◆ **Your instructions**:
Extract, character for character, the lines of the records from the line that contains "# point at: the leafy" through the last line of the records.

◆ **Materials provided**:

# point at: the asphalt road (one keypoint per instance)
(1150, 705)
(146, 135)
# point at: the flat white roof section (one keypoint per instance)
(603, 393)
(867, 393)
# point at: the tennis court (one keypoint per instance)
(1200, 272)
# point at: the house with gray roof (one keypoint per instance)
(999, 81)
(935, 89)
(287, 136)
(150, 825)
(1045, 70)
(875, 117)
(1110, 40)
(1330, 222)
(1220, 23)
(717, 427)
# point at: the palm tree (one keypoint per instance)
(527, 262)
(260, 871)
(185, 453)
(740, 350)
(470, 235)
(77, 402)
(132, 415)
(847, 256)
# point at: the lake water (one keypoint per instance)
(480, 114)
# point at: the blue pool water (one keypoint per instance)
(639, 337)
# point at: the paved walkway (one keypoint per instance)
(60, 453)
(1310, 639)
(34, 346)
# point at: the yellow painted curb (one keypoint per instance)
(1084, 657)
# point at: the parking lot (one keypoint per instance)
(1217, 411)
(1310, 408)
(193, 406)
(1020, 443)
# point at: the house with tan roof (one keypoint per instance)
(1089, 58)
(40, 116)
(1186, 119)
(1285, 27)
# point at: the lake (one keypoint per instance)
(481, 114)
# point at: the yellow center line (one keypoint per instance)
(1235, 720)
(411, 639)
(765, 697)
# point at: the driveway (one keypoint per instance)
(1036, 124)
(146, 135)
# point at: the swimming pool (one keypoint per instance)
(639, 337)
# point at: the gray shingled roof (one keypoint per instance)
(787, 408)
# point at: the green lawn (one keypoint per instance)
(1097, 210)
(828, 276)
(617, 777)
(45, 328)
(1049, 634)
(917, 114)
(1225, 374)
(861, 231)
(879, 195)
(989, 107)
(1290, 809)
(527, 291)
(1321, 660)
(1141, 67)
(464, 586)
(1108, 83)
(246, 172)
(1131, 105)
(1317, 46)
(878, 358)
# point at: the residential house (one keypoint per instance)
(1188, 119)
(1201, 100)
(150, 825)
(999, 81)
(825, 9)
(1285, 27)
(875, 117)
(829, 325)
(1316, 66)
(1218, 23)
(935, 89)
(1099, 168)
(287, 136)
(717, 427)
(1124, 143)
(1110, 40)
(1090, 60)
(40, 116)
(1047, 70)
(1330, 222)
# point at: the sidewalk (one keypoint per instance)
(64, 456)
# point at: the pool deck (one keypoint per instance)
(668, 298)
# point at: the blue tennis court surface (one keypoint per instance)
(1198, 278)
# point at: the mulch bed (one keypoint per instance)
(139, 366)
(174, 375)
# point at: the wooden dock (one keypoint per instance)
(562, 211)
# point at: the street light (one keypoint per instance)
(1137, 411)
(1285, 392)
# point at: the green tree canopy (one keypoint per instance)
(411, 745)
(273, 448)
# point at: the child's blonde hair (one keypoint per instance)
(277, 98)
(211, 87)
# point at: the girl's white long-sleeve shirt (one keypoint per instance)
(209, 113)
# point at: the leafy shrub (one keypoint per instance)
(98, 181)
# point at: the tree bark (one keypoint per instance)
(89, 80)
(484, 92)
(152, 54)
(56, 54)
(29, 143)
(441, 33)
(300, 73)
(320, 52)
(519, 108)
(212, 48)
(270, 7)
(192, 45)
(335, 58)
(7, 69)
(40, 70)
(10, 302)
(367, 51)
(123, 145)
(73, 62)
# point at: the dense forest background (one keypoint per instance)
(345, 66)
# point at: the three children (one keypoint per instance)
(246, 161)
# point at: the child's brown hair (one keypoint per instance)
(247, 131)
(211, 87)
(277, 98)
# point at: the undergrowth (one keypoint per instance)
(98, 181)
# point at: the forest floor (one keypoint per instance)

◆ **Written solution**:
# point at: the leafy shrub (one keypoint per instance)
(98, 181)
# point at: the tree bark (one keypoint per instance)
(89, 80)
(484, 92)
(152, 54)
(56, 54)
(29, 143)
(441, 33)
(300, 73)
(320, 52)
(519, 108)
(212, 48)
(270, 7)
(192, 45)
(335, 58)
(7, 69)
(40, 70)
(10, 302)
(367, 51)
(123, 145)
(73, 62)
# point at: the dense forest background (one keypoint per instance)
(345, 66)
# point at: the three children (one keypoint per instance)
(246, 161)
# point at: the child's brown hair (one keypoint per instance)
(247, 131)
(211, 87)
(277, 98)
# point at: the undergrowth (one keypoint per instance)
(98, 181)
# point at: the forest floor (one keypoint per instance)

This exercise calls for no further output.